Data extracted from a collection
___

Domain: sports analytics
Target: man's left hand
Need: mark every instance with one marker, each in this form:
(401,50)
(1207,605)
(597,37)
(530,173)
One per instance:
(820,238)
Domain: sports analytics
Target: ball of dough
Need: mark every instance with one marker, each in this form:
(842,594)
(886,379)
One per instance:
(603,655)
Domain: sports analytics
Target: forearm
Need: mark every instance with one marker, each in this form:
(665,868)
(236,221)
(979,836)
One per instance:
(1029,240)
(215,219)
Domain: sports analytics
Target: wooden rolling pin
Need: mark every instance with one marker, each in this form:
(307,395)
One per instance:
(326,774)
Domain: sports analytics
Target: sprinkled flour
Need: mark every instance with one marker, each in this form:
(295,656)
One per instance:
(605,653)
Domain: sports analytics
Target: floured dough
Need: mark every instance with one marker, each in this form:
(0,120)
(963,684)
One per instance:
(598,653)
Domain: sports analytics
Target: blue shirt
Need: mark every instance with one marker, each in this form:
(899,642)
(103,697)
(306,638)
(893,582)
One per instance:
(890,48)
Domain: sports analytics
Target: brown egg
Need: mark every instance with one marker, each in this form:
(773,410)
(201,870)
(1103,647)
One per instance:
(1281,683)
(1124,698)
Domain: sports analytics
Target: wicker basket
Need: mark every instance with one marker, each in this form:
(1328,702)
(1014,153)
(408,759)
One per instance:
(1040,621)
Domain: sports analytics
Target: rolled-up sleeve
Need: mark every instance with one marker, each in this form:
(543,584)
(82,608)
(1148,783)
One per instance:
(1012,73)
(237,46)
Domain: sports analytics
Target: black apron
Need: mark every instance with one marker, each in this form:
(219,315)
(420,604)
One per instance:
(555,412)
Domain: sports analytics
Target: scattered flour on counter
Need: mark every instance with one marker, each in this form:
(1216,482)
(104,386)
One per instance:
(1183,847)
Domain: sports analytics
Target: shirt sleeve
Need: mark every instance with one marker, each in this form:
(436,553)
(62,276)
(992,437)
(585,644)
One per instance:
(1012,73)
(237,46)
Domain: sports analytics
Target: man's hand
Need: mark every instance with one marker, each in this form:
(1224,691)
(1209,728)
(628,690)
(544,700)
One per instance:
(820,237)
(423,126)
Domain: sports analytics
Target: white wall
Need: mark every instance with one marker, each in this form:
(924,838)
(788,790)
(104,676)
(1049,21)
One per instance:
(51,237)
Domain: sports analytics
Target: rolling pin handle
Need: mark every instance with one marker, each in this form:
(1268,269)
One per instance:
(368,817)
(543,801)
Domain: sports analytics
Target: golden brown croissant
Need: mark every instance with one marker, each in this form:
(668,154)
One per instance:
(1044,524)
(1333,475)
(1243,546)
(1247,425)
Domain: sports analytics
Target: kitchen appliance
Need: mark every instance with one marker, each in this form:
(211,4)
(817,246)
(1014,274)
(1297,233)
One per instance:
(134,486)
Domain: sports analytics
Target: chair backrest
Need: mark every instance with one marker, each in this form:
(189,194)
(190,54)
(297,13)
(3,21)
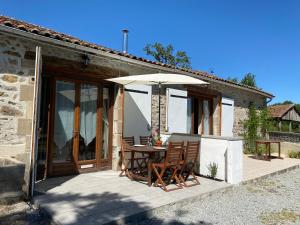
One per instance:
(144,140)
(192,151)
(174,153)
(128,141)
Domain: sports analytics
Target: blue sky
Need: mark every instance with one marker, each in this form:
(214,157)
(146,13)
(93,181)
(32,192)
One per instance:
(230,37)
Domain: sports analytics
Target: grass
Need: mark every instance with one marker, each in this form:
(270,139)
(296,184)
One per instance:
(294,154)
(264,186)
(281,217)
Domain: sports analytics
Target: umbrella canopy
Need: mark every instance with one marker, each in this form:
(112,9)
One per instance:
(157,78)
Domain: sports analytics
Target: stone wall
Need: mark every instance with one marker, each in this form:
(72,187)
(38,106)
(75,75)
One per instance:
(16,98)
(241,98)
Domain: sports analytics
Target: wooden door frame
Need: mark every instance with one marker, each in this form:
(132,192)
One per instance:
(98,163)
(210,99)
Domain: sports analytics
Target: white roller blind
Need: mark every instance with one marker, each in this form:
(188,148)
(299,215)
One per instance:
(137,111)
(227,117)
(176,111)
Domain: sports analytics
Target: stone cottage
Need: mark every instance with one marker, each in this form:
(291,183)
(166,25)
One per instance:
(60,116)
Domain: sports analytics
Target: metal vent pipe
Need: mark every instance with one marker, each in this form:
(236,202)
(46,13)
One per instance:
(125,41)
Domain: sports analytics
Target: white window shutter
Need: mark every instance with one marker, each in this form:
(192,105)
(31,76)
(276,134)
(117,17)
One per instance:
(176,120)
(137,111)
(227,117)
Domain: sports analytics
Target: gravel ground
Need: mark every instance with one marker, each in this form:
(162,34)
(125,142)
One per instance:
(271,201)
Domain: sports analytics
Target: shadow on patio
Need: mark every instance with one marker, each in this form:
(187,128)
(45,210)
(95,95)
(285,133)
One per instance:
(103,197)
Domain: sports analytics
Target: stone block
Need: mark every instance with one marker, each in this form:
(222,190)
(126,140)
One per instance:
(7,110)
(24,126)
(10,78)
(29,109)
(28,143)
(26,92)
(116,140)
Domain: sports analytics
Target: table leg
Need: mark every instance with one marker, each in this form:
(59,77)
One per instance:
(132,161)
(256,146)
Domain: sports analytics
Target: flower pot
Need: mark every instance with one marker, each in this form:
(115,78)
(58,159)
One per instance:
(158,143)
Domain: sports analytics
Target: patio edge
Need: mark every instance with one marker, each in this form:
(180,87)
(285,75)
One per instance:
(148,214)
(152,212)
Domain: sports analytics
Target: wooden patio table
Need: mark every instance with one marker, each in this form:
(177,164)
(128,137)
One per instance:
(267,143)
(150,151)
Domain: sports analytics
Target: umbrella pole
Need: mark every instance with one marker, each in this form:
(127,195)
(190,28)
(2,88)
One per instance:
(159,86)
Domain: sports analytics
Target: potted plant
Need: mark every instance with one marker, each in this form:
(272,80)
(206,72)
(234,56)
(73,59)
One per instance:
(158,141)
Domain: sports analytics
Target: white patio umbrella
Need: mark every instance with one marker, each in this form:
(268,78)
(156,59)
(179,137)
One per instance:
(158,79)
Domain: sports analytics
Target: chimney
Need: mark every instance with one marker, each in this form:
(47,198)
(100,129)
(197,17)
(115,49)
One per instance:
(125,41)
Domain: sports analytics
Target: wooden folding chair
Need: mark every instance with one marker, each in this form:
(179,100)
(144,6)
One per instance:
(171,165)
(144,140)
(189,163)
(141,162)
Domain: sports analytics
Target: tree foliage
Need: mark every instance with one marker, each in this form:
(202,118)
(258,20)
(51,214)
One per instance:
(249,80)
(166,55)
(297,105)
(265,122)
(256,126)
(233,79)
(251,128)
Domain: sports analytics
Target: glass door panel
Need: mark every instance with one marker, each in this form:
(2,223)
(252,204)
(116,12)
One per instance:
(206,117)
(105,124)
(63,134)
(88,122)
(200,116)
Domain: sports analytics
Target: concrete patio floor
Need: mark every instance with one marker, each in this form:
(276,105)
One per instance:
(102,197)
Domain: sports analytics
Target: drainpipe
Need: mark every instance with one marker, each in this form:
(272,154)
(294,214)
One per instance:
(35,122)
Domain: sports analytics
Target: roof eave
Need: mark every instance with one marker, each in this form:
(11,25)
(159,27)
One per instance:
(47,40)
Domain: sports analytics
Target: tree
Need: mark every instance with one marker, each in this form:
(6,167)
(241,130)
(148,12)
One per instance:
(233,79)
(251,128)
(249,80)
(165,54)
(264,122)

___

### Activity:
Where a line in the records above contains the word "patio", copy that line.

### Solution for this problem:
Target: shadow on patio
Target: patio edge
Target: wooden patio table
Target: white patio umbrella
Target: concrete patio floor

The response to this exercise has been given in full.